### 网页原文
....

Tau-J / rtmlib

RTMPose series (RTMPose, DWPose, RTMO, RTMW) without mmcv, mmpose, mmdet etc.
Apache License 2.0
196 stars 24 forks source link

RTMO训练自定义数据集教程 #16

Closed Egrt closed 6 months ago

Egrt commented 6 months ago

请问是否有RTMO训练自定义数据集的教程?

Tau-J commented 6 months ago

Hi @Egrt , RTMO 完全基于 MMPose 进行构建和训练,因此按照 MMPose 文档进行训练即可。我推荐的阅读顺序是:

  1. 20 分钟上手教程
  2. 自定义数据集
Egrt commented 6 months ago

Hi @Egrt , RTMO 完全基于 MMPose 进行构建和训练,因此按照 MMPose 文档进行训练即可。我推荐的阅读顺序是:

  1. 20 分钟上手教程
  2. 自定义数据集

感谢您的指导,我自定义了训练设置,但是再验证过程中遇到了一些问题,应该如何解决,以下是我的训练设置:

_base_ = ['mmpose::_base_/default_runtime.py']

# runtime

max_epochs = 100
base_lr = 4e-4
val_interval = 10
train_cfg = dict(max_epochs=max_epochs, val_interval=val_interval)
auto_scale_lr = dict(base_batch_size=256)

default_hooks = dict(
    checkpoint=dict(type='CheckpointHook', interval=40, max_keep_ckpts=3))

optim_wrapper = dict(
    type='OptimWrapper',
    constructor='ForceDefaultOptimWrapperConstructor',
    optimizer=dict(type='AdamW', lr=base_lr, weight_decay=0.05),
    paramwise_cfg=dict(
        norm_decay_mult=0,
        bias_decay_mult=0,
        bypass_duplicate=True,
        force_default_settings=True,
        custom_keys=dict({'neck.encoder': dict(lr_mult=0.05)})),
    clip_grad=dict(max_norm=0.1, norm_type=2))

param_scheduler = [
    dict(
        type='QuadraticWarmupLR',
        by_epoch=True,
        begin=0,
        end=5,
        convert_to_iter_based=True),
    dict(
        type='CosineAnnealingLR',
        eta_min=base_lr * 0.05,
        begin=max_epochs // 2,
        end=max_epochs,
        T_max=max_epochs // 2,
        by_epoch=True,
        convert_to_iter_based=True),
    # this scheduler is used to increase the lr from 2e-4 to 5e-4
    dict(type='ConstantLR', by_epoch=True, factor=2.5, begin=280, end=281),
    dict(
        type='CosineAnnealingLR',
        eta_min=0.0002,
        begin=281,
        T_max=300,
        end=580,
        by_epoch=True,
        convert_to_iter_based=True),
    dict(type='ConstantLR', by_epoch=True, factor=1, begin=580, end=600),
]

# data
input_size = (416, 416)
metafile = 'configs/_base_/datasets/uav.py'
codec = dict(type='YOLOXPoseAnnotationProcessor', input_size=input_size)

....

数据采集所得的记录
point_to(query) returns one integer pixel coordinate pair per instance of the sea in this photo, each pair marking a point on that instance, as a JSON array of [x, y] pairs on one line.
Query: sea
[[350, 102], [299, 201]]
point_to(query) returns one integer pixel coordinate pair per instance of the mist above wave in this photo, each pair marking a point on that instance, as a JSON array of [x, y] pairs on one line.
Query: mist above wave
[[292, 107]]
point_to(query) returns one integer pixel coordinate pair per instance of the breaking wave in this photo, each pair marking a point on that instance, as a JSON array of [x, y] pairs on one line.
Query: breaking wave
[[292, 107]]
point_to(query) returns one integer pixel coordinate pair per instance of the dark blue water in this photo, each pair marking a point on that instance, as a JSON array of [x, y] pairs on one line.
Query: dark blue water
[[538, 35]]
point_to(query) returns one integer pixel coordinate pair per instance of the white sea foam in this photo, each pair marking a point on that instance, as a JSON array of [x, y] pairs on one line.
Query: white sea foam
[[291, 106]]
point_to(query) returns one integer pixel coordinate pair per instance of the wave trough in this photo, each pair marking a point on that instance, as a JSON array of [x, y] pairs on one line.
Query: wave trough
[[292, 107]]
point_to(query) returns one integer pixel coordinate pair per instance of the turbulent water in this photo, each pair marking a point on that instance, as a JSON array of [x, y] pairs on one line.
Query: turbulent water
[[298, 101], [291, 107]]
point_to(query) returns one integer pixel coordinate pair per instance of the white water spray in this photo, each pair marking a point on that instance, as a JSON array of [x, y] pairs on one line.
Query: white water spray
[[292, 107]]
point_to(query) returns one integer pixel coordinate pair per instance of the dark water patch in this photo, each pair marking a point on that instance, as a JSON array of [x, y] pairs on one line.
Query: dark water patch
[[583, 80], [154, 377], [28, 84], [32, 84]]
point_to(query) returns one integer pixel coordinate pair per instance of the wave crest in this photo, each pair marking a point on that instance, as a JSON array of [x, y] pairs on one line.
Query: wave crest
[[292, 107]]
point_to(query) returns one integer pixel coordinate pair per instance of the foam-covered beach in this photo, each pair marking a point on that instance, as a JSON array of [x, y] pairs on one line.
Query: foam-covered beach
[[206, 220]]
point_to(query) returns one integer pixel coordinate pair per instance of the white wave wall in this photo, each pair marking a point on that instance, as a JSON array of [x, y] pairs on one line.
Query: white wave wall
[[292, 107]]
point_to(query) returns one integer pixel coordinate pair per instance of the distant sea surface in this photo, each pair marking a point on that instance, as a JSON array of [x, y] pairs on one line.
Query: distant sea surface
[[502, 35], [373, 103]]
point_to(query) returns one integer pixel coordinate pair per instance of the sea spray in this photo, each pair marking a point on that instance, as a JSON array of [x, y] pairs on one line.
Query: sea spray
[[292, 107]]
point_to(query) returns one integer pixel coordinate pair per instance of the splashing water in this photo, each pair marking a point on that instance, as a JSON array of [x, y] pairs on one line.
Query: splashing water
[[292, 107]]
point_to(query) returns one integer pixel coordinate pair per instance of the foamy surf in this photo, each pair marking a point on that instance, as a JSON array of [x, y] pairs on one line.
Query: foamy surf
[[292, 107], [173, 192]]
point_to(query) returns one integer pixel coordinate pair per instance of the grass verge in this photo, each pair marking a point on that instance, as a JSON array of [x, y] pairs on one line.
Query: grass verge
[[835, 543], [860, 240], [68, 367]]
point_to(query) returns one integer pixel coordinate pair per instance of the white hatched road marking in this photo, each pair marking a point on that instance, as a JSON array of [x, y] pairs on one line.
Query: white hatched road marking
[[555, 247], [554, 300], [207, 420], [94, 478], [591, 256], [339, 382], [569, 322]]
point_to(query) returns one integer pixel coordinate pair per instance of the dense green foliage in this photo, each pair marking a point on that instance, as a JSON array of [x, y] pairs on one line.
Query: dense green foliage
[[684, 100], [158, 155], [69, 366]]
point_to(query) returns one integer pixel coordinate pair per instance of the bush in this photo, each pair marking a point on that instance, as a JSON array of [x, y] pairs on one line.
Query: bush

....

把上方关于 RTMO 训练自定义数据集的讨论帖中，从包含“RTMPose series (RTMPose, DWPose, RTMO, RTMW)”的词句起、至“请问是否有RTMO训练自定义数据集的教程?”止的这一部分，一字不差地抄写下来。

RTMPose series (RTMPose, DWPose, RTMO, RTMW) without mmcv, mmpose, mmdet etc.
Apache License 2.0
196 stars 24 forks source link

RTMO训练自定义数据集教程 #16

Closed Egrt closed 6 months ago

Egrt commented 6 months ago

请问是否有RTMO训练自定义数据集的教程?